> _WHAT YOU WILL DO_
Begin at the line that has "[locate] canvas artwork (one point each)" and go through the end of the material, rewriting every line with the requests kept, but shift each coordinate in the answers by -123. Please leave the pictures out of your answer.

Collected data
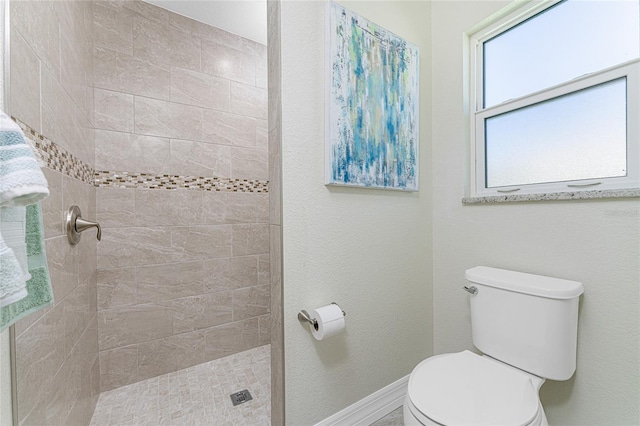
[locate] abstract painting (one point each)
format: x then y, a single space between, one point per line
372 105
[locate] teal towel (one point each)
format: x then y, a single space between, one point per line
39 286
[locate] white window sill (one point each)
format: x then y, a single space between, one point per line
554 196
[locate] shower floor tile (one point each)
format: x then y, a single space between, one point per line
197 395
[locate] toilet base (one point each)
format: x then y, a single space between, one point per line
412 420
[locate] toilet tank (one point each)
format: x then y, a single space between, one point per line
525 320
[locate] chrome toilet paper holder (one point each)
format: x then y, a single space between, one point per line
304 316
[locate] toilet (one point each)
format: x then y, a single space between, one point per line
526 326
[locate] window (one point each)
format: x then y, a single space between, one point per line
555 99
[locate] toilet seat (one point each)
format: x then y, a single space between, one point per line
468 389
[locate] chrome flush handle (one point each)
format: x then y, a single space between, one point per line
472 289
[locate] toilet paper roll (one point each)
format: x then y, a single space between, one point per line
330 321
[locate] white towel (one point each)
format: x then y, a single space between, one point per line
21 183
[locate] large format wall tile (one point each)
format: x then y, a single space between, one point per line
200 159
229 129
125 73
124 326
250 239
248 100
249 162
202 311
25 81
203 90
251 302
38 23
125 151
153 207
113 110
225 340
121 247
112 27
200 242
227 62
167 119
159 283
191 261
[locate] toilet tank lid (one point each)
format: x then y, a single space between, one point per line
536 285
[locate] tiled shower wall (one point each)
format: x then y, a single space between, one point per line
183 274
275 207
51 78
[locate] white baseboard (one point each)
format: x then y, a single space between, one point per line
371 408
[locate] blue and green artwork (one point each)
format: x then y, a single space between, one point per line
372 85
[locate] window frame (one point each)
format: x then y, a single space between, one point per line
478 114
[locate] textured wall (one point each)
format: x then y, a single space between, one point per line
183 275
6 414
51 79
368 250
595 242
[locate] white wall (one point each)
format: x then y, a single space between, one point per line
596 242
367 250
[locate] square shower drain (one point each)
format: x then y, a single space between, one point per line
240 397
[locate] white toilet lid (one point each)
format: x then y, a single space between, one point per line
467 389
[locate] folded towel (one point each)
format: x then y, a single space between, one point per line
21 180
40 293
21 183
12 231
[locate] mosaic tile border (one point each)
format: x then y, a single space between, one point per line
57 158
151 181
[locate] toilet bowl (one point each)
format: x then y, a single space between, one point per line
526 326
468 389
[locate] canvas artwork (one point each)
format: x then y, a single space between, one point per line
372 96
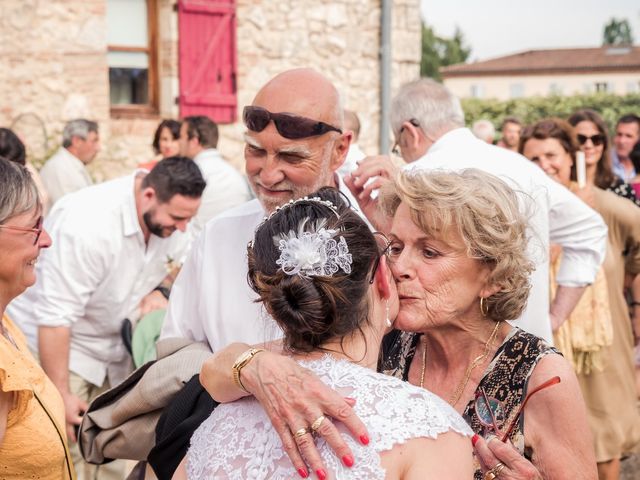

> _REPLY TO THE EXERCISE_
[locate] canvas artwork (one point each)
format: x then y, a single space between, one point per line
249 -27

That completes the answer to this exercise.